#### Task instructions
#1 In the article about Aster's Foods and Smokehouse, where did Ivory Scott have his first restaurant job?
#2 Continue the article about Aster's Foods and Smokehouse from the point where it stops.

#### Excerpt
[START]
Aster’s Foods and Smokehouse in Sidney Serves Tradition, Quality on Every Plate
- published: 2024/06/25
- contact: NBDC Communications - Nebraska Business Development Center
- phone: 402.554.6256
- email: kjefferson@unomaha.edu
Sidney – Aster’s Foods and Smokehouse in Sidney, and owner Ivory Scott, are proving that where there's smoke, there's flavor.
A chef for 16 years, dietitian for nearly a decade, and an award-winning barbeque pitmaster for more than eight years, Scott has a resume as rich as the BBQ sauces he makes and bottles.
Scott is originally from Los Angeles, has a bachelor’s degree in business, and is a graduate of the prestigious Le Cordon Bleu College of Culinary Arts in Pasadena. He has worked in restaurant kitchens from California to New York, beginning with his first job at McCormick & Schmick’s in El Segundo, Calif.
After getting his fill of working in commercial kitchens, he moved to be with family in Oklahoma City, where he was the chef for the Oklahoma City Thunder basketball team and the Oklahoma City Baseball Club, the minor league Triple-A affiliate of the Los Angeles Dodgers.
“I always thought Oklahoma City would be the smallest place I would live,” Scott says. “And then I moved to Sidney 10 years ago when my godmother became ill.”
Scott honed his smokehouse skills while in Oklahoma City, traveling the Texas BBQ competition circuit, where he says he won four titles, including a third-place finish for his brisket in the 2016 Texas National event.
“When I joined the Texas circuit, I got to enjoy the low and slow style of barbeque, starting everything from scratch,” Scott says. “It made me a better butcher, too. I know the meats and the cuts I need, and when I buy better cuts, I get better yields.”
Competitive cooking is not easy, he says. “You watch an hour show on TV and it doesn’t do justice to what really goes on,” he says. “You have to get up very early in the morning and cook for 14 to 15 hours.”
[END]
#### Data entries
[START]
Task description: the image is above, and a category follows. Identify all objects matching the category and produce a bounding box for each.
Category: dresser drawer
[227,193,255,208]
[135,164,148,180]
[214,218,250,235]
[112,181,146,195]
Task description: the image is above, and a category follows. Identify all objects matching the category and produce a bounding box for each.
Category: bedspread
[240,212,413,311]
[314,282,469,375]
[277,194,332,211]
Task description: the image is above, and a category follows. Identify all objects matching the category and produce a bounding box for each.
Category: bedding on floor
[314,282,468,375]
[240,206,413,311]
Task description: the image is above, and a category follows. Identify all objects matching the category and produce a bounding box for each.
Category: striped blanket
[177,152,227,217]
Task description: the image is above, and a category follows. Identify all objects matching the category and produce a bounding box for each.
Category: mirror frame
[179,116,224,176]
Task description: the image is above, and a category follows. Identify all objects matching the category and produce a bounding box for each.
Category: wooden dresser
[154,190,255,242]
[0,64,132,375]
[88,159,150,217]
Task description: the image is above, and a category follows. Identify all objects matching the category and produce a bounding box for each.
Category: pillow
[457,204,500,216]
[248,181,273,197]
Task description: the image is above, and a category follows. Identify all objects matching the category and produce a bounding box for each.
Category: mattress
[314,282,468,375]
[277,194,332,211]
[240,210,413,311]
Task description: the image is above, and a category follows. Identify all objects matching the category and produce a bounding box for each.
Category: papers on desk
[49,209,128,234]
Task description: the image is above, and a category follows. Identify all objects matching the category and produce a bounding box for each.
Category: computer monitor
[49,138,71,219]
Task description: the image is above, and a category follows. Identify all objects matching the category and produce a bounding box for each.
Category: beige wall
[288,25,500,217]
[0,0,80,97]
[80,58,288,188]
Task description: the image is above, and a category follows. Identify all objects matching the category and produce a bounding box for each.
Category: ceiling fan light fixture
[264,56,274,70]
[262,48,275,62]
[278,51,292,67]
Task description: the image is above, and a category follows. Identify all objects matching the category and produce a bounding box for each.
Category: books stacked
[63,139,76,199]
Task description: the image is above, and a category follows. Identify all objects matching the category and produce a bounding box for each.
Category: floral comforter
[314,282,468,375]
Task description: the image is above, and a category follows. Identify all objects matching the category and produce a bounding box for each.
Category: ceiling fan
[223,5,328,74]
[END]
[START]
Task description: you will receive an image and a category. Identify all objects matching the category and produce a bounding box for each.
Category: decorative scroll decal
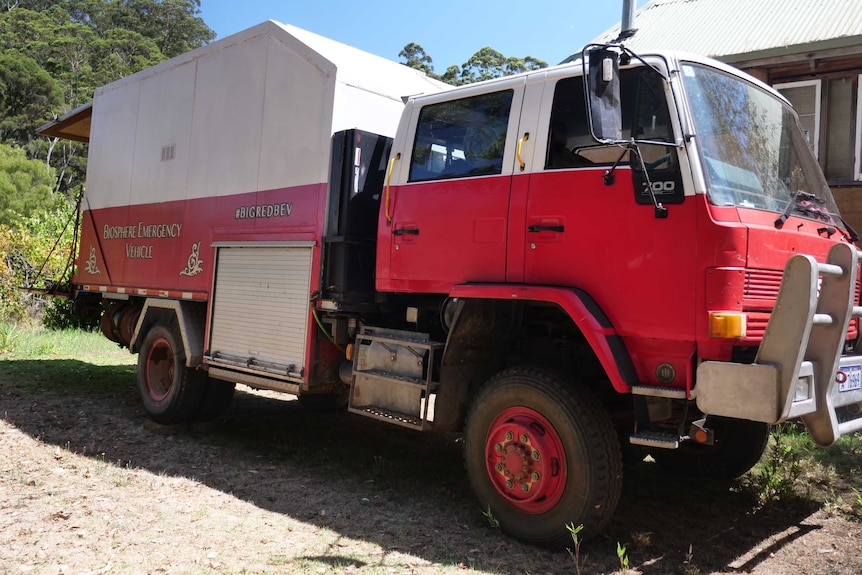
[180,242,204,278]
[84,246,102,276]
[END]
[START]
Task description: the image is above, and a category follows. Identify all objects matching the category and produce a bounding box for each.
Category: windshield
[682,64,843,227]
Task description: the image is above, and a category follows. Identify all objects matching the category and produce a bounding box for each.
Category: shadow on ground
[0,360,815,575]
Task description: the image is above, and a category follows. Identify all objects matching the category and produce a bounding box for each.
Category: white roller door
[END]
#### Results of the tasks
#1 At McCormick & Schmick's in El Segundo, Calif.

#2
In Sidney, Scott worked as co-owner of Pit Smokehouse BBQ for two years, adding a hotdog stand in 2023 and doing catering on the side. In 2023, he sought the assistance of the Nebraska Business Development Center (NBDC). He worked with Moraine Davis-Magnuson, the North Platte Small Business Development Center Director (SBDC), and later with Scottsbluff SBDC Center Director Alex Coon. With their guidance, Scott was able to secure Nebraska Small Business Assistance Act (NSBAA) funding to purchase Pit Smokehouse and reopen it in April 2024 as Aster’s Foods and Smokehouse.
While Ivory is a first name that has been handed down in his family for 10 generations – including to his son, one of his eight children age 8 to 27 – Aster is his grandfather’s middle name. “Using Aster is my way of honoring him,” Scott says. “He taught me a lot over the years.”
Scott continues to work up to 14 hours a day, seven days a week, and does, “because I love it. It’s my God-given gift to serve people through food. I love to see the expressions when they really enjoy my food.”
That includes his grab-and-go meals, items like the salads he prepares from locally-sourced ingredients, and his line of sauces, which include honey barbeque, sriracha, cola, bourbon barbeque and his original.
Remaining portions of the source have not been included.